Task statement: All pictures are to be dropped, and the remaining data set down exactly.

§

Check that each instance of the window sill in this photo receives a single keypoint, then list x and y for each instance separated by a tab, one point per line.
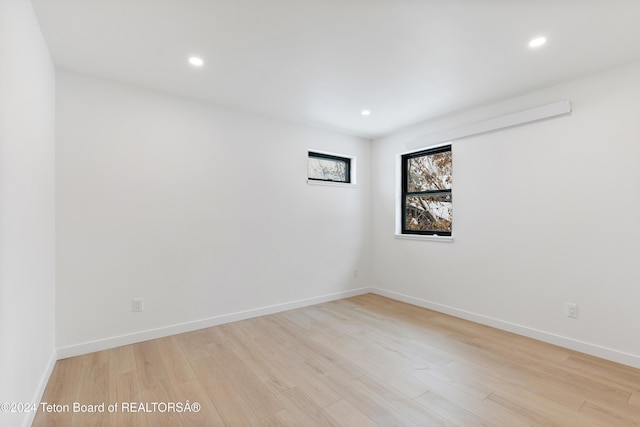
431	238
331	184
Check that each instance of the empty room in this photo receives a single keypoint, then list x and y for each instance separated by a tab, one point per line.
319	212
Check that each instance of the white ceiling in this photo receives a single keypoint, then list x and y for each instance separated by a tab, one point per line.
323	61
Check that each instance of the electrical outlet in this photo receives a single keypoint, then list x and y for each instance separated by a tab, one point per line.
572	310
137	304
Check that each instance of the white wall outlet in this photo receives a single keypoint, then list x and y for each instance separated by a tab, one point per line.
137	304
572	310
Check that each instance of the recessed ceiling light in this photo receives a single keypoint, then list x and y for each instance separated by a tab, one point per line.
196	61
537	42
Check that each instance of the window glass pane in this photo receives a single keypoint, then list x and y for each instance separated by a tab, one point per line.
432	212
328	169
431	172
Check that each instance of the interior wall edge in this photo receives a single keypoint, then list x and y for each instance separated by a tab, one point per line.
39	392
136	337
610	354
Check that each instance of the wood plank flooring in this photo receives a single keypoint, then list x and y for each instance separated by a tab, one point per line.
362	361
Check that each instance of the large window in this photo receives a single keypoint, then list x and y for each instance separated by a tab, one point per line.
328	167
426	192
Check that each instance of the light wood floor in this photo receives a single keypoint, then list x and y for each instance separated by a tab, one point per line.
362	361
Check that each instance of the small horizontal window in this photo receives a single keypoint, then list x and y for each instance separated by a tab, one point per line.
328	167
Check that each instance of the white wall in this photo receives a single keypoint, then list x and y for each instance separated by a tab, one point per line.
544	214
202	211
27	249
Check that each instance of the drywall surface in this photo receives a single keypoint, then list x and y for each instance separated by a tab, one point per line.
544	214
27	224
200	210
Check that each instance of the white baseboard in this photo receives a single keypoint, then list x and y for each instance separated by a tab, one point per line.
117	341
42	385
570	343
551	338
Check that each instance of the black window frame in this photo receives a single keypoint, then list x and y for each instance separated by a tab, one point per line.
345	160
404	191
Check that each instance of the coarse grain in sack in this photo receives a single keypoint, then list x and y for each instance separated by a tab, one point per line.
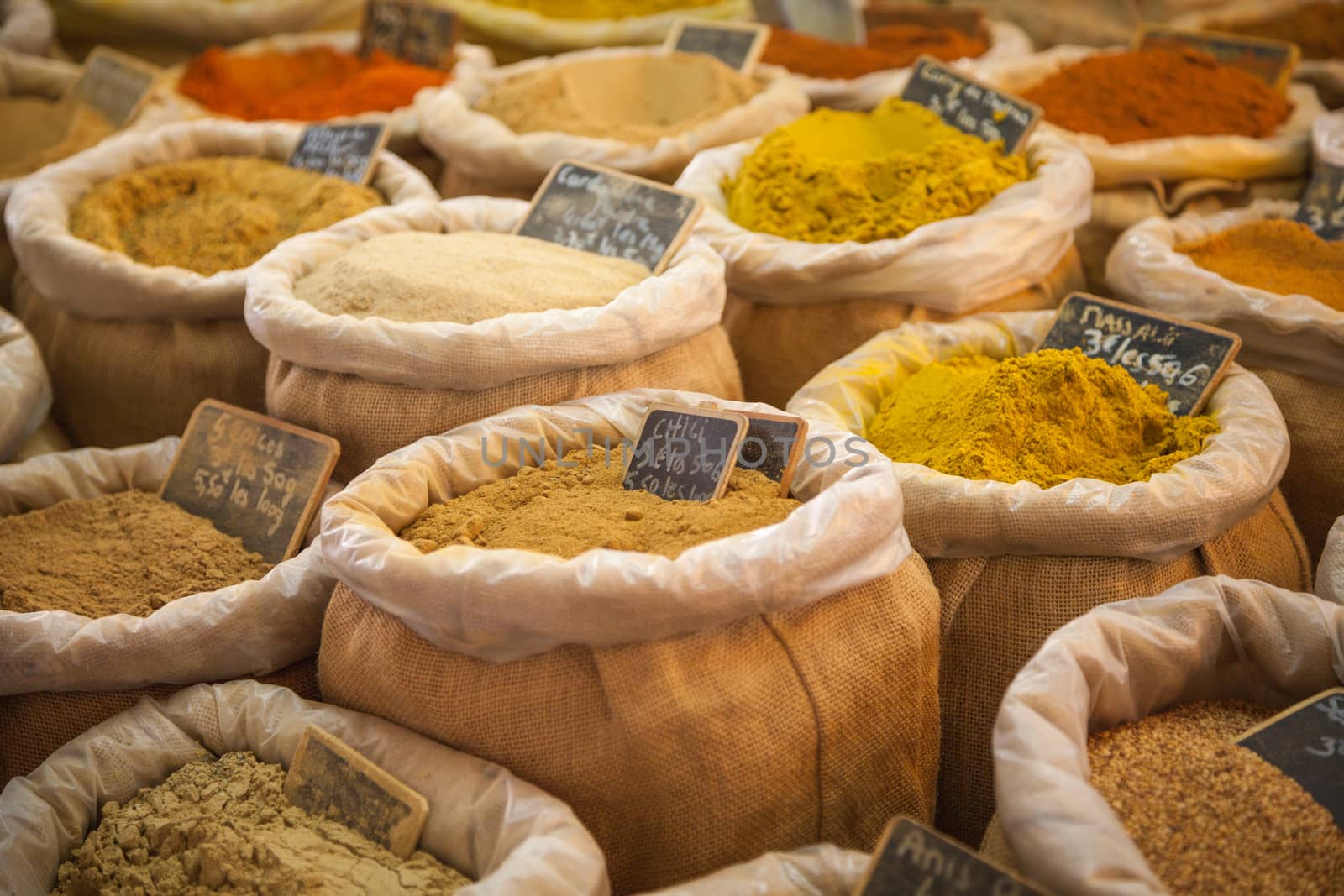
608	679
134	348
1210	638
484	156
501	831
380	385
795	307
1014	562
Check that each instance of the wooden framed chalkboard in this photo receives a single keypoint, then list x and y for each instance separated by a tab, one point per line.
255	477
1307	743
971	105
1184	359
602	211
685	453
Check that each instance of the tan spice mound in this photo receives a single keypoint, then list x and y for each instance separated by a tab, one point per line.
564	512
127	553
228	826
1210	817
213	214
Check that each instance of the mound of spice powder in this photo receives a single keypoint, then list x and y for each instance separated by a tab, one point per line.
313	83
1158	92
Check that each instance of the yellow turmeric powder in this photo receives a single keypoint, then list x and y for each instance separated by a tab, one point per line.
1280	257
1046	418
835	176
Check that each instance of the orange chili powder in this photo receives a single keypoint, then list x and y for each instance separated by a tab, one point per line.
315	83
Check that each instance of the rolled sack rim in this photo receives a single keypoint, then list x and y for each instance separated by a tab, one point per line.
484	602
1227	483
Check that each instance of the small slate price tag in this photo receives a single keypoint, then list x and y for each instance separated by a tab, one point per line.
685	453
911	860
971	105
340	150
738	45
255	477
410	29
1307	743
1321	206
773	445
1186	360
606	212
114	83
328	778
1270	60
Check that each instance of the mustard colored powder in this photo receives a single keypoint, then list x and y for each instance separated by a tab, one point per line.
1046	418
835	176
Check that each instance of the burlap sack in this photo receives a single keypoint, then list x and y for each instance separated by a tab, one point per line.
248	629
1014	562
796	307
501	831
1211	638
131	348
676	705
380	385
1294	343
486	157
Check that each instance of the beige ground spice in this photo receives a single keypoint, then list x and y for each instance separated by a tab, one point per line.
463	277
1210	817
125	553
566	512
213	214
226	826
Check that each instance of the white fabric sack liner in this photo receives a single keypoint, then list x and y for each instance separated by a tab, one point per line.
24	387
1169	157
1296	332
252	627
82	278
658	313
481	145
507	604
1122	663
954	265
1173	513
492	826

§

Response:
Check that each instance of the window sill in this photo receives a single keypoint, then list x and y for each instance separated by a tab, one point per line.
431	238
331	184
Check that each instance of the empty room in this photo receives a single keypoint, then list x and y for each instance separated by a tab, one point per line.
319	212
Check that each instance of the white ceiling in this photo receives a single keypoint, then list x and y for each instance separated by a tab, one point per line.
323	61
Check that each instance of the electrical outlet in this photo receives a single keypoint, then list x and y for each instance separated by a tab, one point per line.
572	310
137	304
Check that each instance of the white wall outlet in this photo receives a single keypoint, then list x and y for each instance separated by a tab, one point per line.
137	304
572	310
Check that each instance of the recessed ceiling light in this photo receives a single keypoint, then list x and y for each instance separated by a tab, one point per line.
196	61
537	42
Check that each instance of the window glass pane in this photo receives a single keypoint, then list x and y for each instance separated by a tab, one point per line.
432	212
328	169
431	172
Check that each instance of the interior wall edge in this photo receives a single keypoint, then list x and y for each instance separated by a tab, one point per line.
39	392
136	337
610	354
Check that each instance of the wood plank flooring in this photo receives a single keypoint, then list x and y for each instance separated by a tab, one point per line.
362	361
Check that each instance of the large window in this photo receives a single keypoint, then list x and y for each instance separated by a tab, one point per line.
328	167
426	192
Check that each instance of the light wood floor in this photo receives a single keypoint, then list x and y for each instance separated by a tab, one point per line.
362	361
Check that each instance of the small horizontal window in this photo receives a single keypoint, then list x and y for each instance separated by a tab, one point per line.
328	167
Check that each instance of the white wall in this photo receives a single keypoint, then list x and y for each instance separated by a tab, one point per line.
544	214
202	211
27	249
Check that each instance of the drywall surface in this photo receives a single keypoint, then list x and y for each instance separated by a tab, one point per line.
544	214
27	224
200	210
Check that each instance of the white baseboard in this photo receives a single keypoint, then list x and y for each instance separated by a tab, one point per line.
117	341
42	385
570	343
551	338
Check that each instance of the black window frame in this photo receives a single keypoint, then list x and y for each instance separated by a tab, one point per line.
345	160
404	191
Check that each instance of the coarse grain in sack in this photo receives a single keypoint, then list x and y for each instance separated by a tab, one point per line.
608	679
134	348
1210	638
484	156
501	831
380	385
795	307
1014	562
Check that each instance of the wooden framed chalkboard in this photo receives a single keypoint, then list x and y for each instance separated by a tab, one point per line.
255	477
1307	743
971	105
1184	359
602	211
685	453
Check that each instance of the tan spice mound in this photo receives a single keypoint, then list x and y for each instance separated by a tab, one point per line.
564	512
127	553
228	826
1210	817
213	214
Check that each instance of the mound of spice powder in this photo receives a single keypoint, then list x and y for each instance separated by a tab, one point per line.
313	83
1158	92
Check that each instance of the yellow turmeric powder in this photo receives a single keypoint, then list x and y for each instance separated by a tab, one point per line.
1280	257
1046	418
835	176
Check that each instance of the orange chili powder in this photo receives a single keypoint, then list x and y for each instance separated by a tab, one point per line.
315	83
Check that each instance of the rolled sack rim in this photo receives a single keypoint, then list x and y for each instance separated by a tab, one point per line.
484	602
1227	483
Check that each instance of the small slate price tag in this photo receives a single keypoint, then list x and y for each instance separated by a tab, one point per line.
685	453
911	860
971	105
340	150
738	45
255	477
410	29
1307	743
1321	206
773	445
1186	360
606	212
114	83
328	778
1270	60
Check that each instance of the mustard colored powder in this photo receives a single keypoint, then list x and y for each instance separated by a tab, one point per line.
1046	418
835	176
Check that each instance of the burlap sack in this photo receives a single keypoint, then list x and y for each instance separated by a tab, one point per line.
248	629
1014	562
796	307
501	831
1211	638
131	348
676	705
380	385
1294	343
486	157
Check that each instance of the beige ground spice in this photo receives a single keypoint, then list x and y for each instance separated by a tab, one point per line.
463	277
1210	817
125	553
566	512
213	214
226	826
Check that each instance of the white fabric sack liner in this photo receives a single keypoint, then list x and y for each instance separated by a tab, one point per line.
24	387
1169	157
1296	332
252	627
82	278
658	313
481	145
507	604
1122	663
954	265
1173	513
492	826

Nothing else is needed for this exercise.